### Texte fourni
Si j’étais un homme
8 mars 2018
Va savoir pourquoi, je n’avais pas envie d’écrire de beaux mots aujourd’hui. J’avais envie de te dire la vérité. Une vérité crue et laide. Tellement laide qu’elle te rendra peut-être malade et te donnera la soudaine envie d’arrêter de me lire, voire de frapper ton écran. Une pulsion de mort plus tard, je te dis ce qui se passe dans ma tête. Je suis une femme — du moins, d’après mon certificat de naissance et, disons-le, mon anatomie conforme à celle présentée dans tes livres de biologie du secondaire.
Je suis une femme… mais je ne suis pas féministe.

### Extraits de données
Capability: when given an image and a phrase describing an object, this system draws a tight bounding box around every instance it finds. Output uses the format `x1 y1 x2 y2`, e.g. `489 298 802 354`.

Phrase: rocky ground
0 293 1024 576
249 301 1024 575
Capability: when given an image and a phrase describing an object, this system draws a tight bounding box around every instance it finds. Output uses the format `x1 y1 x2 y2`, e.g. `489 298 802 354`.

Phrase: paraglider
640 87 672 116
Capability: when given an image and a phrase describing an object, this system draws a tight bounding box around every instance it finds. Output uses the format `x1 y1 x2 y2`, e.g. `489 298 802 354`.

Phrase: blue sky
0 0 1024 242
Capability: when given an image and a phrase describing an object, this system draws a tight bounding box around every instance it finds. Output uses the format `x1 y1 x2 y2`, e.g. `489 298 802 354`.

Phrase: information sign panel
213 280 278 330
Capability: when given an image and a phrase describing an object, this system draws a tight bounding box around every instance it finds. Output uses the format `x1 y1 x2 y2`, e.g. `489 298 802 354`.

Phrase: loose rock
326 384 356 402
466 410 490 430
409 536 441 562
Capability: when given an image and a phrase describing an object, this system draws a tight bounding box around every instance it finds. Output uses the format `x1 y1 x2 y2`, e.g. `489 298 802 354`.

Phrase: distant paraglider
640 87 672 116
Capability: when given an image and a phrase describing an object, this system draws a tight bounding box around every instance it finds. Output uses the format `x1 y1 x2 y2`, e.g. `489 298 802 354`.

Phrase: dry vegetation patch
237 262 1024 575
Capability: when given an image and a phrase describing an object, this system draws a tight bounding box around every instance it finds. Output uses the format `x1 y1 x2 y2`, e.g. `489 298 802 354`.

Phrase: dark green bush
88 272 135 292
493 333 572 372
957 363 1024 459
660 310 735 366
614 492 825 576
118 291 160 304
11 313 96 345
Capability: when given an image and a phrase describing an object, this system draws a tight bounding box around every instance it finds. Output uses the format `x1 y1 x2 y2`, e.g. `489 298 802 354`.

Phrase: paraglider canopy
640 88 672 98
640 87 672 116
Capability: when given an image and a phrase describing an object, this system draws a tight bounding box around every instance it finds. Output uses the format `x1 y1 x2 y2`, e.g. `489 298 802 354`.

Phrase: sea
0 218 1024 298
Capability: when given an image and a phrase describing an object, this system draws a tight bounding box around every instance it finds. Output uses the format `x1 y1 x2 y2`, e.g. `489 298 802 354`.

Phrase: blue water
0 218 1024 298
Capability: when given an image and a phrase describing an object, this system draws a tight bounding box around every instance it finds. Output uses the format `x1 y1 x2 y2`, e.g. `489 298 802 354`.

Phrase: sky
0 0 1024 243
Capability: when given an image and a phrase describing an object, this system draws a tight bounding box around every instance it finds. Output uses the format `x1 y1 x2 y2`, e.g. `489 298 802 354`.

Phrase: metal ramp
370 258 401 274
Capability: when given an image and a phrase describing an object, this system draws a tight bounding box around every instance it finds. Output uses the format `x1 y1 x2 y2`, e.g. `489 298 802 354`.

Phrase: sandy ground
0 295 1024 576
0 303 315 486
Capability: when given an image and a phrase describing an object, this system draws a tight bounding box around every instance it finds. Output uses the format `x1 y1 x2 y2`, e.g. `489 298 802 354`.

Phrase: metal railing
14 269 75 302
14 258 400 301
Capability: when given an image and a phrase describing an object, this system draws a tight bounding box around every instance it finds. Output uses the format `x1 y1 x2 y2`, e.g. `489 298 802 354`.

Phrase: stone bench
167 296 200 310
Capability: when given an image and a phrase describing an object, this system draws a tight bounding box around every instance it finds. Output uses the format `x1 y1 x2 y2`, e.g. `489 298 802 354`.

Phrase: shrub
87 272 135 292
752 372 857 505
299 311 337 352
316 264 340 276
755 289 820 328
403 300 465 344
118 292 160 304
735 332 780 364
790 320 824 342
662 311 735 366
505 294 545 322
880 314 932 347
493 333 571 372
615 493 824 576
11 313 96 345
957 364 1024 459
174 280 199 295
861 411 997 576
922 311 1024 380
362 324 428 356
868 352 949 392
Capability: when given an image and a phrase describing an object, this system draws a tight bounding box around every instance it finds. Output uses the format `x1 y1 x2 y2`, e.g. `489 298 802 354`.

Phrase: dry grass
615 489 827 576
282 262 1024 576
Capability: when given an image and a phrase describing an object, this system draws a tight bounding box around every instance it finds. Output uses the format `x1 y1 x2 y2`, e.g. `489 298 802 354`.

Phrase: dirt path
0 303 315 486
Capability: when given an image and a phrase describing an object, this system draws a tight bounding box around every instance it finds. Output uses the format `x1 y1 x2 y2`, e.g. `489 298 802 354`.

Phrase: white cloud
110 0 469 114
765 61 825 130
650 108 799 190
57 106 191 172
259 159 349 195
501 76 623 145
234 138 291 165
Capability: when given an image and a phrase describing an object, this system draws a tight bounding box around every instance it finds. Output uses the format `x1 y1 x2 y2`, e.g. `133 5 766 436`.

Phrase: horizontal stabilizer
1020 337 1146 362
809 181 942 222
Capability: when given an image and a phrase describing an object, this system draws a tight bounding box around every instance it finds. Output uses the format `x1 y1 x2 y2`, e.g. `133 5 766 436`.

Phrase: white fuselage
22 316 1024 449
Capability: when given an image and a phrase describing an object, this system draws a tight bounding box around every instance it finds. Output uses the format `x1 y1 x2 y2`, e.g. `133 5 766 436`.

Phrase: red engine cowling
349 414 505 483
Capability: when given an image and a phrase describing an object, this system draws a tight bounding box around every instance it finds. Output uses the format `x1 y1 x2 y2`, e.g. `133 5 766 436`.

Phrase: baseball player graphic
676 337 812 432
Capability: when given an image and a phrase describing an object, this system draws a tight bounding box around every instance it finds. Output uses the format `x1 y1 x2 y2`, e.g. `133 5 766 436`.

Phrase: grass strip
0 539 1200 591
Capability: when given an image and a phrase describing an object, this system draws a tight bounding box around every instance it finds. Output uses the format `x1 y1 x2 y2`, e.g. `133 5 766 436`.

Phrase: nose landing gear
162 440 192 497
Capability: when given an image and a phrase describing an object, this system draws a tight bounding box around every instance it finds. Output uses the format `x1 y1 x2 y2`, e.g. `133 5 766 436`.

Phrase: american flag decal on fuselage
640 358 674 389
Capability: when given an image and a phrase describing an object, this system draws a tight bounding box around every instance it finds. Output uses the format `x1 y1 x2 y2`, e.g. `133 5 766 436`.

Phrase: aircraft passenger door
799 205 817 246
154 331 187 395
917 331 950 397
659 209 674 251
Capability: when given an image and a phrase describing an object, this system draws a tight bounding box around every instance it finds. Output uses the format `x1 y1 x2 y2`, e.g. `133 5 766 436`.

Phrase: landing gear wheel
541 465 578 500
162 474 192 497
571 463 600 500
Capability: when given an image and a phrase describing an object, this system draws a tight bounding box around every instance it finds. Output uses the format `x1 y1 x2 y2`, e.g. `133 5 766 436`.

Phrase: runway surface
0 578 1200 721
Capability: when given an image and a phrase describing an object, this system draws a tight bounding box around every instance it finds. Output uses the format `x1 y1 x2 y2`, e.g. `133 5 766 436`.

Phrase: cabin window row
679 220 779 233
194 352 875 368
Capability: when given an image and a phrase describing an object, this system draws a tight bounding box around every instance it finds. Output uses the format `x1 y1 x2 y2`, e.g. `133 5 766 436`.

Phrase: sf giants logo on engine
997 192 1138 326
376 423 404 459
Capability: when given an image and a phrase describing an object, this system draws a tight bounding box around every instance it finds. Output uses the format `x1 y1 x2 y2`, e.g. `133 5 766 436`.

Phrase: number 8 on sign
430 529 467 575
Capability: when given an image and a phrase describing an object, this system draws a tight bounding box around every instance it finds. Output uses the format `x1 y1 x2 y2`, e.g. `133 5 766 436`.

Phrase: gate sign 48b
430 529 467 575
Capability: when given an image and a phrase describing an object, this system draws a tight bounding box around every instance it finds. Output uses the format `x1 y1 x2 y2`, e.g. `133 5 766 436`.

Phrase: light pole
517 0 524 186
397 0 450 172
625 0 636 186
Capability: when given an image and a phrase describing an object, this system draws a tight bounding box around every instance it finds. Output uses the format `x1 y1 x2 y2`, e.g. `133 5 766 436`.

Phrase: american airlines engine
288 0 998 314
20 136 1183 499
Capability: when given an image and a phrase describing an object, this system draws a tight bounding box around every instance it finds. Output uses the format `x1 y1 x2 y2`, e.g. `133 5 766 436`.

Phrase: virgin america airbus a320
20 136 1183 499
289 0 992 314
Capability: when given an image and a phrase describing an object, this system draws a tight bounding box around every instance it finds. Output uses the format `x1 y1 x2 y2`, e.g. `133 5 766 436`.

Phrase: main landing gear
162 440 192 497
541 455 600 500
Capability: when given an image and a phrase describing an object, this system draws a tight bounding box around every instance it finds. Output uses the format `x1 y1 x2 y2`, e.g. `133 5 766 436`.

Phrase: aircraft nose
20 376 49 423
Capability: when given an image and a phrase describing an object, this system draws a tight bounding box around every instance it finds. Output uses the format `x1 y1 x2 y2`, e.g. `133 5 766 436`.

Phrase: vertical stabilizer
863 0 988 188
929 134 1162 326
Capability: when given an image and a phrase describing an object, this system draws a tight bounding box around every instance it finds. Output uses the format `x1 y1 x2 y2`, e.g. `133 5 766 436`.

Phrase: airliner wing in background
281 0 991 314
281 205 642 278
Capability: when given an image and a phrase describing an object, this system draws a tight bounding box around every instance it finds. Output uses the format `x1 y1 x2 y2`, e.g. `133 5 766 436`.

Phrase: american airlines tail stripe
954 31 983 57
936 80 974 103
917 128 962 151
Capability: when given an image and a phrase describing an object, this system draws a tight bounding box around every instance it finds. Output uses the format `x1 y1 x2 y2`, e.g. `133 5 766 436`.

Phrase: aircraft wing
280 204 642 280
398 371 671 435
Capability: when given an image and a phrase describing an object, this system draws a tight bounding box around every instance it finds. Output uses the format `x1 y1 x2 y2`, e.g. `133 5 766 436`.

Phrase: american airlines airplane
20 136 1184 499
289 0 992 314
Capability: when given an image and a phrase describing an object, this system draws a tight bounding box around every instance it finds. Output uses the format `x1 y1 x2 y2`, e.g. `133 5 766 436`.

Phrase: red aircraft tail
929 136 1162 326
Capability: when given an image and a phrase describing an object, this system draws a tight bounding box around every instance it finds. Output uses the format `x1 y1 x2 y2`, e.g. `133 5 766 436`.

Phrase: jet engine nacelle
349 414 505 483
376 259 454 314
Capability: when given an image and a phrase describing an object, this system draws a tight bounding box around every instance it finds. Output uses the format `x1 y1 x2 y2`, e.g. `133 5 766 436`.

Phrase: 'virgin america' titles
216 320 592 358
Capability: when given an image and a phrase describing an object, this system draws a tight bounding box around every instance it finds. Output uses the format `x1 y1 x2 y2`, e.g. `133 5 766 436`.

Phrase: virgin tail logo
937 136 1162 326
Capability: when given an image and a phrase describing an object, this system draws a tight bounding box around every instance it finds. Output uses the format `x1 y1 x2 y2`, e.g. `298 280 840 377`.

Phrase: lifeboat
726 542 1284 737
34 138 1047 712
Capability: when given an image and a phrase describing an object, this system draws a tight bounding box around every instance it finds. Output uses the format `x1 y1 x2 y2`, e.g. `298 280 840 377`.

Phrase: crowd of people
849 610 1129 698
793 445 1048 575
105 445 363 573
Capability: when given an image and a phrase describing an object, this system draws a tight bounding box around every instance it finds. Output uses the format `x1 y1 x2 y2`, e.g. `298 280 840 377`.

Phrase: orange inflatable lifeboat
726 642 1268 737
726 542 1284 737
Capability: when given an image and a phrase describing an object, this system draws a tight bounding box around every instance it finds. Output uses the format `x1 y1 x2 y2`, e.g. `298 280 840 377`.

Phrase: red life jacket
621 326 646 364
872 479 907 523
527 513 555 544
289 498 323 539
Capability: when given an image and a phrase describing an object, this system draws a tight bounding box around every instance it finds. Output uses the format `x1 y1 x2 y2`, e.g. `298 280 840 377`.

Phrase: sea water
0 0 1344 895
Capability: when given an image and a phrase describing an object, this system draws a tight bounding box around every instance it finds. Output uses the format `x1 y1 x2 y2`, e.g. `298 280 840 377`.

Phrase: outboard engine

### Consigne
Pouvez-vous transcrire fidèlement le passage du texte fourni qui commence à "Si j’étais un" et se termine à "biologie du secondaire."?

### Corrigé
Si j’étais un homme
8 mars 2018
Va savoir pourquoi, je n’avais pas envie d’écrire de beaux mots aujourd’hui. J’avais envie de te dire la vérité. Une vérité crue et laide. Tellement laide qu’elle te rendra peut-être malade et te donnera la soudaine envie d’arrêter de me lire, voire de frapper ton écran. Une pulsion de mort plus tard, je te dis ce qui se passe dans ma tête. Je suis une femme — du moins, d’après mon certificat de naissance et, disons-le, mon anatomie conforme à celle présentée dans tes livres de biologie du secondaire.